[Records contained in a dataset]
>> BEGIN
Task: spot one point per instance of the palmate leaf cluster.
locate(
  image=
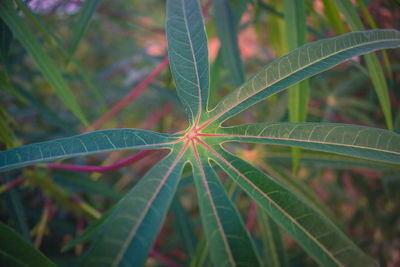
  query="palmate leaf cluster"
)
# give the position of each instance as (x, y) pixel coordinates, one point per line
(126, 236)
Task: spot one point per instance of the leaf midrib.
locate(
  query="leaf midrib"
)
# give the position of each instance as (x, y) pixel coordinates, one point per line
(282, 78)
(132, 233)
(323, 248)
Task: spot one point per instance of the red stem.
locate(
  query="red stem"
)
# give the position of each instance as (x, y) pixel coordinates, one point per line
(131, 96)
(101, 169)
(157, 116)
(252, 216)
(164, 259)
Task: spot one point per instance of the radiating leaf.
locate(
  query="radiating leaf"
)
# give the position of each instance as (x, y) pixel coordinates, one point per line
(301, 63)
(16, 251)
(131, 229)
(351, 140)
(44, 61)
(373, 65)
(188, 54)
(16, 210)
(319, 237)
(228, 240)
(86, 13)
(184, 227)
(60, 50)
(225, 23)
(84, 144)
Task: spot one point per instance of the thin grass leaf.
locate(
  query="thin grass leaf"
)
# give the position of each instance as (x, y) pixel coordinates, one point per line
(84, 144)
(373, 65)
(131, 229)
(296, 34)
(80, 27)
(226, 25)
(350, 140)
(228, 240)
(62, 53)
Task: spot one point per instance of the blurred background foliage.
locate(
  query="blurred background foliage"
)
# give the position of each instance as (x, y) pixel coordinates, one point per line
(121, 44)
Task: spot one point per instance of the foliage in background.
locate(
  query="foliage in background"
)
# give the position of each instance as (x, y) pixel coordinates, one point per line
(241, 217)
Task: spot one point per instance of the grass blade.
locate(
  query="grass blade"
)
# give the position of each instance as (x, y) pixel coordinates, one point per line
(43, 60)
(80, 27)
(373, 65)
(227, 33)
(296, 34)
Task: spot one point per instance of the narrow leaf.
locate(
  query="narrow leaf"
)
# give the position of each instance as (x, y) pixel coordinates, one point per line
(296, 33)
(373, 65)
(90, 232)
(16, 210)
(16, 251)
(86, 13)
(298, 65)
(84, 144)
(188, 53)
(131, 229)
(227, 33)
(228, 240)
(319, 237)
(357, 141)
(44, 61)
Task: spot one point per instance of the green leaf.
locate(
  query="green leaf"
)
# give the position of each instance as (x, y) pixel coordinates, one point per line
(44, 61)
(86, 13)
(274, 250)
(228, 240)
(5, 43)
(227, 34)
(131, 229)
(373, 65)
(298, 65)
(319, 237)
(296, 33)
(184, 227)
(188, 54)
(84, 144)
(351, 140)
(16, 251)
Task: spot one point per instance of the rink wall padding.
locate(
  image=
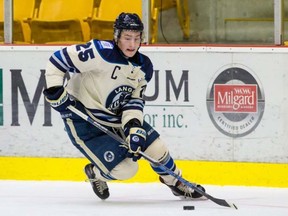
>> END
> _Task description_:
Render the records above as a Markdown table with the columns "No." and "Text," giving each line its own numbered row and skipping blank lines. Leave the pictures out of the answer.

> _Exercise result_:
| No. | Text |
|---|---|
| 1 | Task: spot one point per instance of the palmate leaf cluster. |
| 2 | locate( |
| 3 |   image= |
| 4 |   query="palmate leaf cluster" |
| 5 | ) |
| 6 | # give the position of each instance as (x, y) pixel coordinates, one point per line |
| 7 | (126, 236) |
| 8 | Task: spot one point per instance of the leaf midrib. |
| 9 | locate( |
| 10 |   query="leaf midrib" |
| 11 | ) |
| 12 | # give the position of each instance as (x, y) pixel coordinates, one point per line |
| 13 | (282, 78) |
| 14 | (132, 233) |
| 15 | (323, 248) |
| 16 | Task: spot one point per instance of the red stem. |
| 17 | locate( |
| 18 |   query="red stem" |
| 19 | ) |
| 20 | # give the position of each instance as (x, y) pixel coordinates, one point per line |
| 21 | (131, 96) |
| 22 | (101, 169) |
| 23 | (157, 116) |
| 24 | (252, 216) |
| 25 | (164, 259) |
| 26 | Task: spot one point per instance of the radiating leaf. |
| 27 | locate( |
| 28 |   query="radiating leaf" |
| 29 | ) |
| 30 | # give the position of each instance as (x, y) pixel coordinates, one point per line |
| 31 | (301, 63) |
| 32 | (16, 251) |
| 33 | (131, 229) |
| 34 | (351, 140) |
| 35 | (44, 61) |
| 36 | (373, 65) |
| 37 | (188, 54) |
| 38 | (16, 210) |
| 39 | (319, 237) |
| 40 | (228, 240) |
| 41 | (86, 13) |
| 42 | (184, 227) |
| 43 | (60, 50) |
| 44 | (225, 23) |
| 45 | (84, 144) |
| 46 | Task: spot one point per instance of the thin grass leaf. |
| 47 | locate( |
| 48 |   query="thin grass leaf" |
| 49 | ) |
| 50 | # give the position of each instance as (x, y) pixel coordinates, one point per line |
| 51 | (84, 144) |
| 52 | (373, 65) |
| 53 | (131, 229) |
| 54 | (296, 34) |
| 55 | (80, 27) |
| 56 | (226, 25) |
| 57 | (350, 140) |
| 58 | (228, 240) |
| 59 | (62, 53) |
| 60 | Task: spot one point per instance of the blurred background foliage. |
| 61 | locate( |
| 62 |   query="blurred background foliage" |
| 63 | ) |
| 64 | # give the position of each instance as (x, y) pixel coordinates, one point per line |
| 65 | (121, 44) |
| 66 | Task: spot one point per instance of the foliage in background. |
| 67 | locate( |
| 68 |   query="foliage in background" |
| 69 | ) |
| 70 | # give the position of each instance as (x, y) pixel coordinates, one point per line |
| 71 | (241, 217) |
| 72 | Task: spot one point per instance of the grass blade. |
| 73 | locate( |
| 74 |   query="grass blade" |
| 75 | ) |
| 76 | # give the position of each instance as (x, y) pixel coordinates, one point per line |
| 77 | (43, 60) |
| 78 | (80, 27) |
| 79 | (373, 65) |
| 80 | (227, 33) |
| 81 | (296, 34) |
| 82 | Task: spot one point per instance of the narrow leaf. |
| 83 | locate( |
| 84 |   query="narrow leaf" |
| 85 | ) |
| 86 | # give the position of each instance as (x, y) pixel coordinates, one point per line |
| 87 | (296, 33) |
| 88 | (373, 65) |
| 89 | (90, 232) |
| 90 | (16, 210) |
| 91 | (16, 251) |
| 92 | (86, 13) |
| 93 | (298, 65) |
| 94 | (84, 144) |
| 95 | (188, 53) |
| 96 | (131, 229) |
| 97 | (227, 33) |
| 98 | (228, 240) |
| 99 | (319, 237) |
| 100 | (357, 141) |
| 101 | (44, 61) |
| 102 | Task: spot one point per instance of the green leaf. |
| 103 | locate( |
| 104 |   query="green leaf" |
| 105 | ) |
| 106 | # give the position of each instance as (x, y) pixel coordinates, one point per line |
| 107 | (44, 61) |
| 108 | (86, 13) |
| 109 | (274, 250) |
| 110 | (228, 240) |
| 111 | (5, 43) |
| 112 | (227, 34) |
| 113 | (131, 229) |
| 114 | (373, 65) |
| 115 | (298, 65) |
| 116 | (319, 237) |
| 117 | (296, 33) |
| 118 | (184, 227) |
| 119 | (188, 54) |
| 120 | (84, 144) |
| 121 | (351, 140) |
| 122 | (16, 251) |
| 123 | Task: spot one point per instance of the rink wall padding. |
| 124 | locate( |
| 125 |   image= |